start TASK DATA
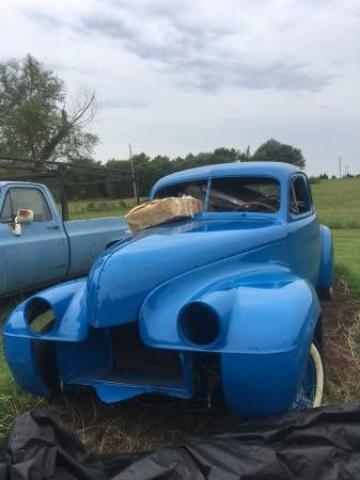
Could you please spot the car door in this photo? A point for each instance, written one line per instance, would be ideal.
(303, 228)
(39, 255)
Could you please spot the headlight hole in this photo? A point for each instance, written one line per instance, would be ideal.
(199, 324)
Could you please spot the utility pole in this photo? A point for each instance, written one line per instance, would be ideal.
(340, 169)
(133, 176)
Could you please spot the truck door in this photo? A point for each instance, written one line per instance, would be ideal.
(40, 254)
(304, 235)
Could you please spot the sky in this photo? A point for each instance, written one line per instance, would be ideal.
(173, 77)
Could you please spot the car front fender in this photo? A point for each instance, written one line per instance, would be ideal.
(261, 308)
(327, 258)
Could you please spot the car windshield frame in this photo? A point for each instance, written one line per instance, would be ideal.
(208, 185)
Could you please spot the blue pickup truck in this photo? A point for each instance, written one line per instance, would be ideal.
(37, 248)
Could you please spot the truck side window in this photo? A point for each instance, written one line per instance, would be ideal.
(31, 198)
(300, 199)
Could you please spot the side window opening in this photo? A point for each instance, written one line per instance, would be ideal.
(30, 198)
(196, 189)
(299, 197)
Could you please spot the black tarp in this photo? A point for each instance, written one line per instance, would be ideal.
(319, 444)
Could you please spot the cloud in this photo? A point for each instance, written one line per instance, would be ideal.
(199, 50)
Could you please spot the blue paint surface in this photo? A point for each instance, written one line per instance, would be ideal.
(255, 274)
(51, 251)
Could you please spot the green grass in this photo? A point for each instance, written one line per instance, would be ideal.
(84, 209)
(337, 203)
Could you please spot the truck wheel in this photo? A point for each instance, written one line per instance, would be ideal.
(311, 390)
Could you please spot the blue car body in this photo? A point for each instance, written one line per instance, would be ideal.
(231, 293)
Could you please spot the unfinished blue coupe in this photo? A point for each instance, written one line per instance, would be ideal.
(221, 307)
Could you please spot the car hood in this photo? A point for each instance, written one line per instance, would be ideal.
(124, 275)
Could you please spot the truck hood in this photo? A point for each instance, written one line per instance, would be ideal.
(123, 276)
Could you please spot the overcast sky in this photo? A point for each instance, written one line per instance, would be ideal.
(174, 76)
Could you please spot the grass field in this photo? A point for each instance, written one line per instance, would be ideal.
(337, 202)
end TASK DATA
■ WHAT TO PRODUCE ■
Rewrite the lines from the one containing "Could you please spot the unfinished" through the end of the records, requests included, increasing every coordinate in the answers by 15. Reproduce only these lines.

■ TASK RESPONSE ■
Could you please spot the unfinished blue coupe in this photo? A point for each instance, written one line per instance, would be ideal.
(236, 322)
Could you please spot the car hood in this photo? A point for each instance, written one line per instance, would be ideal.
(139, 290)
Could you please spot the truck hood in this photo? A point for each instance, written one line per instance, would be ideal.
(138, 291)
Could you please spot the overcast sky in this photo? A point for each instance, written one line per instance, would be ideal.
(189, 91)
Could you please spot the grass field in this photo? A point for each instance, written one line per instance, would be ideal.
(352, 217)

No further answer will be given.